[Natural-language object grounding data]

******

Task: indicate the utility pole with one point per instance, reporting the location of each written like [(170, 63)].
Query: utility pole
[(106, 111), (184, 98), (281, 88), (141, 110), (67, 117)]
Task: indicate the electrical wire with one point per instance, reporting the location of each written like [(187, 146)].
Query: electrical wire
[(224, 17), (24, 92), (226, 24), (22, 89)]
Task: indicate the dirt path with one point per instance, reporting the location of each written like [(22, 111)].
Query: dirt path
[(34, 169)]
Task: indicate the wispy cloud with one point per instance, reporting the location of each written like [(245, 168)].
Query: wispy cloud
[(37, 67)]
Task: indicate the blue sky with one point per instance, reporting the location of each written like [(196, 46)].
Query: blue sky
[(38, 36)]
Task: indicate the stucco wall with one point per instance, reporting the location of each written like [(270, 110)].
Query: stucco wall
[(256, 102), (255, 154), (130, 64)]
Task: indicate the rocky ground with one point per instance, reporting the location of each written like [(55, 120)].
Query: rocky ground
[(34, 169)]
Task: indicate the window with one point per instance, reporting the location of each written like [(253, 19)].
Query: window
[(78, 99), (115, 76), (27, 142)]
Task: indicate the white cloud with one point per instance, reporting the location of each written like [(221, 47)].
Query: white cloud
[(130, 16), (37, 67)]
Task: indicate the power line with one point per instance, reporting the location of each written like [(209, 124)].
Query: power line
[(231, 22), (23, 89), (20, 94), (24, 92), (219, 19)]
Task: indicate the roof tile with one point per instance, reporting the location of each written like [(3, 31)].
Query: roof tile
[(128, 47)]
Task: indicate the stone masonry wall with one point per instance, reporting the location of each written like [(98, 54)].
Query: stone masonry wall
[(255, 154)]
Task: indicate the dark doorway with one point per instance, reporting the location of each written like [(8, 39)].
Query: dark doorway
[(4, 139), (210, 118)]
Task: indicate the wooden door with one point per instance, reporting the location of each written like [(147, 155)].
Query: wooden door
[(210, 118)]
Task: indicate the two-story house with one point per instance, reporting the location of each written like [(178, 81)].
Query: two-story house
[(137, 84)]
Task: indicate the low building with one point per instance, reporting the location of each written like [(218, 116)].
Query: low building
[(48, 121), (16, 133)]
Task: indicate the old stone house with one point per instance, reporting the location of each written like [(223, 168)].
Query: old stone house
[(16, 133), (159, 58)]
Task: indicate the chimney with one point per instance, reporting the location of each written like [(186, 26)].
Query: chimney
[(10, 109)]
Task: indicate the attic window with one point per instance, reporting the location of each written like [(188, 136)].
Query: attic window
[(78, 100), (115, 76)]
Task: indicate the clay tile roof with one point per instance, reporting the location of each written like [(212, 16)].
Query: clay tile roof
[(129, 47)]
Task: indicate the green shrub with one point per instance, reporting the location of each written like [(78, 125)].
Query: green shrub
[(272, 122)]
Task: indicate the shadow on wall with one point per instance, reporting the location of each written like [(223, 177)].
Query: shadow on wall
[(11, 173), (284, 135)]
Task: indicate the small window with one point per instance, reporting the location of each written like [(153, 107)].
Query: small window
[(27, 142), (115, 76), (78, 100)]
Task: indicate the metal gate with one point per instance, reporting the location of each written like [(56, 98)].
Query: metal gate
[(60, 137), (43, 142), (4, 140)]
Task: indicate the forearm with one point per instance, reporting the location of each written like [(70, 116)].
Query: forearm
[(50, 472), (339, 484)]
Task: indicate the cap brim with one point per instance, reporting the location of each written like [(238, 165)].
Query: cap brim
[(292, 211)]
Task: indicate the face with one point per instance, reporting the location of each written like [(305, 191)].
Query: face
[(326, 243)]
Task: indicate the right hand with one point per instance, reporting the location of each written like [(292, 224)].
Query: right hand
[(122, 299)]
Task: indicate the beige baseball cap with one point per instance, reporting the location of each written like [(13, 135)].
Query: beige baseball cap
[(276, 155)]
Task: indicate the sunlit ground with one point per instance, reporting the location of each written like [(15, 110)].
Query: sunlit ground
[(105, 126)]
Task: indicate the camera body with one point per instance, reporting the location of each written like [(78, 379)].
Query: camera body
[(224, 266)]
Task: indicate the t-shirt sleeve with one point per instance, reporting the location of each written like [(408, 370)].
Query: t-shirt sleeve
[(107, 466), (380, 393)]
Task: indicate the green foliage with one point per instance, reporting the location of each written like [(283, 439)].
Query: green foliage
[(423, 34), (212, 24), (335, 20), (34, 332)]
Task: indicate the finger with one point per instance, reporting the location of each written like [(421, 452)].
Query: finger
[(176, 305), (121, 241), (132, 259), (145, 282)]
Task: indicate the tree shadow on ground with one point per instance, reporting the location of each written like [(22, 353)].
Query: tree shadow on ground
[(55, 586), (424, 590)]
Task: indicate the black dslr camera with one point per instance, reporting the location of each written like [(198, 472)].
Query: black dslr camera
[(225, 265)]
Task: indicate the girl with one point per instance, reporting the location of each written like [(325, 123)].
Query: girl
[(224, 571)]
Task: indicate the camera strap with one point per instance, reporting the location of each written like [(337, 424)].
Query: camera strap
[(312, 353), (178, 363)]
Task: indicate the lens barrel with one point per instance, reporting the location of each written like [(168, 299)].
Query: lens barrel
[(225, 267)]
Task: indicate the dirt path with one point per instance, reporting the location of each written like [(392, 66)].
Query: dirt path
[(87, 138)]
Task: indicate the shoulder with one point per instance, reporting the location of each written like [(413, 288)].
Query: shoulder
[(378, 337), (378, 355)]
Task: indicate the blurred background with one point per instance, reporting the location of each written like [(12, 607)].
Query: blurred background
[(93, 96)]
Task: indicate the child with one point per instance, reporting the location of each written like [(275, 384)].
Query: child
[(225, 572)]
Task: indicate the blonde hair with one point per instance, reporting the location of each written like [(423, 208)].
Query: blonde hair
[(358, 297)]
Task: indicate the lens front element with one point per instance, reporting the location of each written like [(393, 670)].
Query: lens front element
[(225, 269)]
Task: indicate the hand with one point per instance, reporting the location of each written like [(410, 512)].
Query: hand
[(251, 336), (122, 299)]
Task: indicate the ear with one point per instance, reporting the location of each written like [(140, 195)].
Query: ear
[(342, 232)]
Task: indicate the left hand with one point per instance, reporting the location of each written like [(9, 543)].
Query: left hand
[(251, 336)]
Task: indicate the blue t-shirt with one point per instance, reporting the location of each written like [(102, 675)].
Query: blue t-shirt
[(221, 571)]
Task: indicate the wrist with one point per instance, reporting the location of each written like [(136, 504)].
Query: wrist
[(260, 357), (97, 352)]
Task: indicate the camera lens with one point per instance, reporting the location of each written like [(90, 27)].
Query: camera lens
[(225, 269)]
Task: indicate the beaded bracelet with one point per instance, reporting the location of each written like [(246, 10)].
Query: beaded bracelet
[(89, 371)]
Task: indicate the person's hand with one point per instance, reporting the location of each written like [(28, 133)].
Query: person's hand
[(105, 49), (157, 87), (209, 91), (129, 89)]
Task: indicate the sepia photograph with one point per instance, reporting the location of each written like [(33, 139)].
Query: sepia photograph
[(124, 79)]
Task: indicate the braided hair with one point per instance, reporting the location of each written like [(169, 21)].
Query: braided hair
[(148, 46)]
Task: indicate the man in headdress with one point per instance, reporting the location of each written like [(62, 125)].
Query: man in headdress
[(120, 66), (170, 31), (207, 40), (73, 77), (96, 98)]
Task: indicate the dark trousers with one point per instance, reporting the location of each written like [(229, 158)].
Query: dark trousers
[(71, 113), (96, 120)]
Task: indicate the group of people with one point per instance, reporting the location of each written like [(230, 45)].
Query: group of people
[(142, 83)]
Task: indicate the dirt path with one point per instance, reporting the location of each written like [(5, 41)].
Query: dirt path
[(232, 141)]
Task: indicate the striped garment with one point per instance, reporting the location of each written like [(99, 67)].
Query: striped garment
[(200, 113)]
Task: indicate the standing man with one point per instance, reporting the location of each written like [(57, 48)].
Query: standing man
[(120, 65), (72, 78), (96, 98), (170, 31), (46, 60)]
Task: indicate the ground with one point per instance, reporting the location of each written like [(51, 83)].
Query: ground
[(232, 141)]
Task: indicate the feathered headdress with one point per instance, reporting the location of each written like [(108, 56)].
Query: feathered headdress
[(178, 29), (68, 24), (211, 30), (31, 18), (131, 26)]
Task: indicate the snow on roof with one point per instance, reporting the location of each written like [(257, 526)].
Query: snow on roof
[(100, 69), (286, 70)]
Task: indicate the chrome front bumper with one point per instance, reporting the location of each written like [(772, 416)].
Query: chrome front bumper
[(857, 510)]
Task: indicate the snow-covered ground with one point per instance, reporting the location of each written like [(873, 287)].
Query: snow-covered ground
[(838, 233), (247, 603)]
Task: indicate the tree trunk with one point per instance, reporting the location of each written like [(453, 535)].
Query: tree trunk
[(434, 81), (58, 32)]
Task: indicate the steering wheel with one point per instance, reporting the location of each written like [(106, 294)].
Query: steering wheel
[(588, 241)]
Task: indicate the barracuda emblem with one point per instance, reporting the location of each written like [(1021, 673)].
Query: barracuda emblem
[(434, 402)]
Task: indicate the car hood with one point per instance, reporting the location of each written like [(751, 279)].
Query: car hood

******

--- Work instructions ---
Output exactly the lines from the one containing "Task: indicate the snow-covered" through the last line of the entries, both ends included.

--- Exercise output ---
Task: indicate the snow-covered ground with one point per instance, reporting the location of each written like [(873, 287)].
Query: snow-covered ground
[(838, 233), (247, 603)]
Task: indicate the tree trunk with one point per instance, reporting the location of each written like [(453, 535)].
Query: tree trunk
[(434, 81), (58, 32)]
Task: indicate the steering wheel with one point per instance, reporting the location of each written like [(106, 294)].
Query: steering wheel
[(588, 241)]
Task: indicate the barracuda emblem with one point per instance, reporting the location of each written like [(1021, 673)].
Query: barracuda emblem
[(434, 402)]
Task: indicate the car hood with one point per instance, reporting the location of each written like [(751, 279)].
Query: car hood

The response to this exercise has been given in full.